Provided passage -
· · · · · · ·
Turn off. Hair is great.


----------



## ItsEasierToRun

zomgz said:


> Actually I would say it's a turn on. I don't like body hair on either gender. Personal opinion of course.


 You shouldn't have to feel obliged to state that it's a personal opinion..


----------



## ItsEasierToRun

kast said:


> Thank you for allowing us to leave the arm hair on our own bodies. It's very kind of you, sir. I wouldn't have known what to do with myself otherwise. To think I could have been walking around offending other people with the hair on my chinny-chin-chin! *Excuse me while I finish my eyebrows*.


:haha


----------



## Futures

I really hate body hair and trim everything maybe once a month. I would do it more often if it didn't take so much time and effort. Except my chest, stomach and pubes, those I shave every few days.

For armpits, I notice that deodorant is MUCH more effective when there's a minimal amount of hair there. That alone should be enough of a reason for guys to at least trim there.


----------



## ShouNagatsuki

I like everything below the neck silky smooth.
I have a thing for pretty boys but then again it's because I'm a fujoshi...


----------



## tieffers

I can understand shaving armpits for convenience's or comfort's sake. Aesthetically I wouldn't mind, either way. But shaving arms or shaving legs is a turn off. :| No body hair at all is sort of weird-looking to me. Kind of little boyish or Ken doll-esque. Not sexy at all.


----------



## Northern Lights

tieffers said:


> I can understand shaving armpits for convenience's or comfort's sake. Aesthetically I wouldn't mind, either way. But shaving arms or shaving legs is a turn off. :| No body hair at all is sort of weird-looking to me. Kind of little boyish or Ken doll-esque. Not sexy at all.


I agree!


----------



## millenniumman75

:haha
This thread is brought to you by......

TRIA, the new laser method for hair removal!


----------



## ItsEasierToRun

millenniumman75 said:


> :haha
> This thread is brought to you by......
> 
> TRIA, the new laser method for hair removal!


 "Get summer smooth"!? :lol


----------



## millenniumman75

ItsEasierToRun said:


> "Get summer smooth"!? :lol


:lol I didn't even catch that!


----------



## bills22az

*shaving is your choice*

my GF makes me shave and luvs it


----------



## tea111red

Turn off in most cases.


----------



## natsumeri

it really depends on the lady, I have sensitive skin so shaven would be good for me, but i don't really mind the bearded look


----------



## Skeletra

Off, I like my men sort of hairy.


----------



## Findedeux

I hate having too much body hair (and I do).

Shaving isn't realistic for guys because they would be shaving like every three days?

I do trim with a Wahl.

I would probably do laser hair removal if I had a couple thousand to burn.


----------



## Aribeth

Big turn off. I love body hair


----------



## Aeiou

I thought only athletes shaved arms/legs for aerodynamic reasons! 

But I have to say that sometimes trimming could be a good option to avoid unpleasant situations.
· · · · · · ·
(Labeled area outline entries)
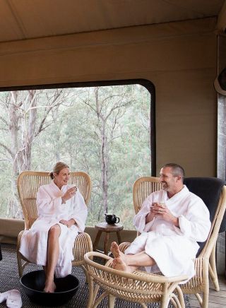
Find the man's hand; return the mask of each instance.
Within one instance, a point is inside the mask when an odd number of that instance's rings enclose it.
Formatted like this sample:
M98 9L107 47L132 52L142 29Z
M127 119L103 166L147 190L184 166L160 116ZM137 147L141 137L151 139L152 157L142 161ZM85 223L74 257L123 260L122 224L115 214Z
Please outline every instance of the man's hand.
M154 203L151 208L151 211L155 216L160 216L164 220L171 222L176 227L179 227L178 218L172 215L165 205Z

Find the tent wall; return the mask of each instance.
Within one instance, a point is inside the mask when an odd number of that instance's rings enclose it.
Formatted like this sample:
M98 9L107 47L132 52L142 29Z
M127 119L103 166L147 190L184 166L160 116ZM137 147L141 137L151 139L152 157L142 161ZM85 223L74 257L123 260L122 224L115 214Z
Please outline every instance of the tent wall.
M156 91L157 172L215 176L216 20L0 44L0 87L145 78Z

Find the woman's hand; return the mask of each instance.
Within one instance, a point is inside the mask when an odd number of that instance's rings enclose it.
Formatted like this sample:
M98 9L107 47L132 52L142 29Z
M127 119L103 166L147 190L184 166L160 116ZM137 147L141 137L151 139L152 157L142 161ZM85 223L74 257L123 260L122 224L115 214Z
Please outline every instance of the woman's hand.
M60 223L62 225L67 226L67 227L71 227L73 225L76 224L76 222L73 218L70 219L69 220L64 220L64 219L62 219L60 220Z
M64 196L62 196L62 203L65 203L67 200L71 199L71 198L73 197L77 191L77 187L71 187L68 189Z

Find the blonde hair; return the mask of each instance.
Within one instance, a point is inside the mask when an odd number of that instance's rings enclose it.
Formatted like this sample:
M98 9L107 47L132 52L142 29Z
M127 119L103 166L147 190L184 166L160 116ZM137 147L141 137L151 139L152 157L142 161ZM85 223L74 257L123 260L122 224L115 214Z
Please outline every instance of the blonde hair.
M59 172L64 168L69 168L69 167L64 162L56 162L53 167L52 172L49 173L51 179L54 179L54 173L56 173L56 174L59 174Z

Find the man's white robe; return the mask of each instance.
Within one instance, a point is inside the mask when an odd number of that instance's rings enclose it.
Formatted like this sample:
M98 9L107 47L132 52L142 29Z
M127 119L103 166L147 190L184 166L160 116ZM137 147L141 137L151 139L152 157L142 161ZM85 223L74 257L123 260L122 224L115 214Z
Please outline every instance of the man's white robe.
M179 227L160 216L145 223L153 203L160 201L165 202L172 215L179 218ZM153 192L134 217L133 225L141 234L126 250L126 254L145 251L156 262L156 265L145 268L150 273L160 271L165 276L194 276L192 259L199 248L197 242L206 241L211 225L209 211L201 198L185 185L170 199L164 190Z
M61 189L52 181L40 187L37 194L38 218L29 230L24 231L20 252L30 262L45 266L47 263L48 232L58 224L61 228L59 257L55 276L65 277L71 273L73 259L73 247L78 232L83 232L87 217L87 206L78 189L75 195L62 203L61 196L71 185L64 185ZM76 224L70 228L59 223L73 218Z

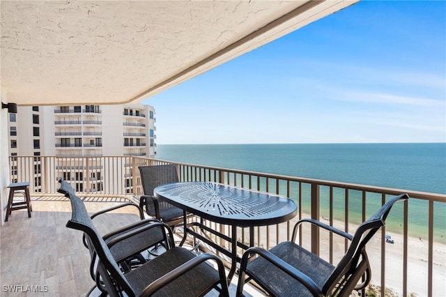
· · · · · · ·
What this exercise asks -
1. Answer these about the thread on body hair:
(a) According to Futures, when is deodorant much more effective?
(b) What does Findedeux say is used for trimming?
(c) What product does millenniumman75 joke the thread is brought to you by?
2. In the labeled area outline entries, convert everything from the line containing "Find the tent" down to the line containing "M64 196L62 196L62" into a Markdown table with the columns Row and Line. Give each line its own numbered row and skip blank lines.

Task results -
1.
(a) When there's a minimal amount of hair in the armpits.
(b) A Wahl.
(c) TRIA, the new laser method for hair removal.

2.
| Row | Line |
|---|---|
| 1 | Find the tent wall; return the mask of each instance. |
| 2 | Within one instance, a point is inside the mask when an odd number of that instance's rings enclose it. |
| 3 | Formatted like this sample: |
| 4 | M98 9L107 47L132 52L142 29Z |
| 5 | M127 119L103 166L147 190L184 166L160 116ZM137 147L141 137L151 139L152 157L142 161ZM85 223L74 257L123 260L122 224L115 214Z |
| 6 | Please outline every instance of the tent wall. |
| 7 | M156 91L157 172L215 176L216 20L0 44L0 87L145 78Z |
| 8 | Find the woman's hand; return the mask of each instance. |
| 9 | Within one instance, a point is inside the mask when an odd number of that instance's rings enclose it. |
| 10 | Formatted like this sample: |
| 11 | M98 9L107 47L132 52L142 29Z |
| 12 | M127 119L103 166L147 190L184 166L160 116ZM137 147L141 137L151 139L152 157L142 161ZM85 223L74 257L123 260L122 224L115 214Z |
| 13 | Please outline every instance of the woman's hand. |
| 14 | M60 223L62 225L67 226L67 227L71 227L73 225L76 224L76 222L73 218L70 219L69 220L64 220L64 219L62 219L60 220Z |
| 15 | M64 196L62 196L62 203L65 203L67 200L71 199L71 198L73 197L77 191L77 187L71 187L68 189Z |